* [EXERCISE GOAL] Which lines in the material below contain the string "laptop"? Find each one and copy it out in full, counting only matches with the same uppercase and lowercase letters.

* [SOURCE RECORDS]
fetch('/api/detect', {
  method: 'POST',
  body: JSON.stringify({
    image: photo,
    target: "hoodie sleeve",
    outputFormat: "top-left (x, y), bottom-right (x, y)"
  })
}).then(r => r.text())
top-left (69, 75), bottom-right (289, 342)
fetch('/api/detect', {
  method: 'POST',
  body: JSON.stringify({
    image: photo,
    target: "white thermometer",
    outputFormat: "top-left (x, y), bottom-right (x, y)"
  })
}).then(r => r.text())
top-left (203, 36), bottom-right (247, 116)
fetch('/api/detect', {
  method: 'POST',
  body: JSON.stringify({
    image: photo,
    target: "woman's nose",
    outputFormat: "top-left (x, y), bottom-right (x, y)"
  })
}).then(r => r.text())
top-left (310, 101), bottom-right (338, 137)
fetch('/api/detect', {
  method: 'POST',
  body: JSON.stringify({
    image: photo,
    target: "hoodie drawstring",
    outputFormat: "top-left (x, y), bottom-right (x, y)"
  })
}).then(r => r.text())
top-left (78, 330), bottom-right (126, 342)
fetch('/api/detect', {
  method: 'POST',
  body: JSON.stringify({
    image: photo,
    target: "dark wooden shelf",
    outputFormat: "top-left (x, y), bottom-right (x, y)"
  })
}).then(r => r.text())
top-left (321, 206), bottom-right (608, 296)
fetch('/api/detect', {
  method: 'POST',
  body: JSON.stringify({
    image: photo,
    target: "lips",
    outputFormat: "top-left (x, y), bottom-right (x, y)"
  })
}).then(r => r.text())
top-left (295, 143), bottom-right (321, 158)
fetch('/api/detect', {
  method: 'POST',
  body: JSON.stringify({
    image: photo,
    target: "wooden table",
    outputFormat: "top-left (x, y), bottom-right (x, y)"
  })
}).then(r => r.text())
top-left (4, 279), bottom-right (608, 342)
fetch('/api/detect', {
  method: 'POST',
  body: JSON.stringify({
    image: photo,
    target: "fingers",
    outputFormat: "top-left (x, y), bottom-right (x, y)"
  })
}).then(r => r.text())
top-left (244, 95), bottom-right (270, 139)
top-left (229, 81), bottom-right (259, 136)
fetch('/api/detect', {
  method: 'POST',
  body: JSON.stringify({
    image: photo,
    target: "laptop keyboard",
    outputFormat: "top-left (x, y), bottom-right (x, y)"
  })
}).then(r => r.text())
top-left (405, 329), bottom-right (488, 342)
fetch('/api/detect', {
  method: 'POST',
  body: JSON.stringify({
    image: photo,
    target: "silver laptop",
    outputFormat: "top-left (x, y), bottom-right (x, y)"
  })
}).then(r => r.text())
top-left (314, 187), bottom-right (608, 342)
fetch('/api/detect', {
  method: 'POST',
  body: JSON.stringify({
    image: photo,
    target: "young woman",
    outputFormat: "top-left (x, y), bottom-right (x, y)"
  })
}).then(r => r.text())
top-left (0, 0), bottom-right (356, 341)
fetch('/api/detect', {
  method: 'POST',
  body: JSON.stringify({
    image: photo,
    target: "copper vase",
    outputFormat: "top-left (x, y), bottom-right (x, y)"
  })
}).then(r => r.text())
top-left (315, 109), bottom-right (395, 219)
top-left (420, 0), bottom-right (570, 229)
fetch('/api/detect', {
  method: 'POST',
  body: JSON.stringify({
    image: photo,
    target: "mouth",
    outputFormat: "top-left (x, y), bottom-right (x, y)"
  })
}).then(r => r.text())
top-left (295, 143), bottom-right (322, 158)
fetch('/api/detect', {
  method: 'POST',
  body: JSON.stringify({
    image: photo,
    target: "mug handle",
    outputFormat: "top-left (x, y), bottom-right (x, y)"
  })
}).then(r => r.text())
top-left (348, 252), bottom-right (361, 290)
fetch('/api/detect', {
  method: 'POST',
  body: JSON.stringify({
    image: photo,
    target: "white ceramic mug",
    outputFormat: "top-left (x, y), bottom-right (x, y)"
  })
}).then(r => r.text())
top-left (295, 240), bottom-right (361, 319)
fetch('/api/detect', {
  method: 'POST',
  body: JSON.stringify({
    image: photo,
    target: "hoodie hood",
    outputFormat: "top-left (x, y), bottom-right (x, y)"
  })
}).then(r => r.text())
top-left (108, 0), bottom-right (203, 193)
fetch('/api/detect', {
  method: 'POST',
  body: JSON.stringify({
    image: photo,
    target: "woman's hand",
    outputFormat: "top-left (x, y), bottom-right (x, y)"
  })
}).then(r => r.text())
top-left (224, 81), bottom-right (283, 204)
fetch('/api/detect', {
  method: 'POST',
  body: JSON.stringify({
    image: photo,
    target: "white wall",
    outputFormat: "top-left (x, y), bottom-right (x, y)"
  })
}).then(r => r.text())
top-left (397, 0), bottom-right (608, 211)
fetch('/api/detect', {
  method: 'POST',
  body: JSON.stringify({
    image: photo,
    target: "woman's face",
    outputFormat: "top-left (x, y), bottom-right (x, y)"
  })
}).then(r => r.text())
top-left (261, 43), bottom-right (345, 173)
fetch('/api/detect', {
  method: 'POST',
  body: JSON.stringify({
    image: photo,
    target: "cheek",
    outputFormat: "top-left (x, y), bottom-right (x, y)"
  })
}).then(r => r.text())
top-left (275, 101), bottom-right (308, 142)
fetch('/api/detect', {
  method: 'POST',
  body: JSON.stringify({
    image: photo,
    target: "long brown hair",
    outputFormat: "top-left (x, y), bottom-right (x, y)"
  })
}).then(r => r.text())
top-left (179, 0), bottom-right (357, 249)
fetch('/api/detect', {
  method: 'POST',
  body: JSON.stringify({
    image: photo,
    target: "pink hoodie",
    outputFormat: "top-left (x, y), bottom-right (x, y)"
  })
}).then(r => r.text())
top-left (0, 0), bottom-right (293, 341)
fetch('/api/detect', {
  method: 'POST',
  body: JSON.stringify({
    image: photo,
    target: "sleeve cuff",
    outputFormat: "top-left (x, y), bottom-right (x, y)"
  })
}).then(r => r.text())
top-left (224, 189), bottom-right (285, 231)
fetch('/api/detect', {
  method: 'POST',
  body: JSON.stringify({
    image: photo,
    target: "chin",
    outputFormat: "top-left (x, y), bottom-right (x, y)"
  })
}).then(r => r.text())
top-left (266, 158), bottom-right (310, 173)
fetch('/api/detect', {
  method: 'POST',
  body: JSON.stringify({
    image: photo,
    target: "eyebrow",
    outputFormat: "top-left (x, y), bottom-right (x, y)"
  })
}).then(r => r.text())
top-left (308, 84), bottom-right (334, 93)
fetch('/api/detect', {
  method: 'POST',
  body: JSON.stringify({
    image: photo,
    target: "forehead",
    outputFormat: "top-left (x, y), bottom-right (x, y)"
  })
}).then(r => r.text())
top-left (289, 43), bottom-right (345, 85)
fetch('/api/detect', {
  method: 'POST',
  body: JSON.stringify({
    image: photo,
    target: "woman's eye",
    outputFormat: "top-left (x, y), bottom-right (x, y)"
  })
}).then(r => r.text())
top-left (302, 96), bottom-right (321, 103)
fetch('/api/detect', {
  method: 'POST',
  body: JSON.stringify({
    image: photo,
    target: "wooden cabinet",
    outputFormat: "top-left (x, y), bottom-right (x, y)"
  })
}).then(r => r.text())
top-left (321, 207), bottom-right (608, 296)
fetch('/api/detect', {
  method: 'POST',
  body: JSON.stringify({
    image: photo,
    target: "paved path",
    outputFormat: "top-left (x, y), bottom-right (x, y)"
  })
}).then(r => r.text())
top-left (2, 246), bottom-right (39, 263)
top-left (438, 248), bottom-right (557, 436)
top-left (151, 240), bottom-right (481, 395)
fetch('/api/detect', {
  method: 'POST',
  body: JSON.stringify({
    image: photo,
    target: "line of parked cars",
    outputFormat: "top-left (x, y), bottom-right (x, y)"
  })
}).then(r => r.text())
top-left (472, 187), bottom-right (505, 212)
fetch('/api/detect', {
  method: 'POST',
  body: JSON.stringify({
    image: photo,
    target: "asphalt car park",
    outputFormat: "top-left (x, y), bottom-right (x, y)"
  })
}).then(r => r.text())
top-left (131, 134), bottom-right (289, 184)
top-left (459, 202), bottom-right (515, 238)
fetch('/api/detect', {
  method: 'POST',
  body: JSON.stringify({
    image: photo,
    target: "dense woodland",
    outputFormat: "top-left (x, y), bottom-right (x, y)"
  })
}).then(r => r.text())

* [SOLUTION TO THIS PROBLEM]
    target: "laptop keyboard",
    target: "silver laptop",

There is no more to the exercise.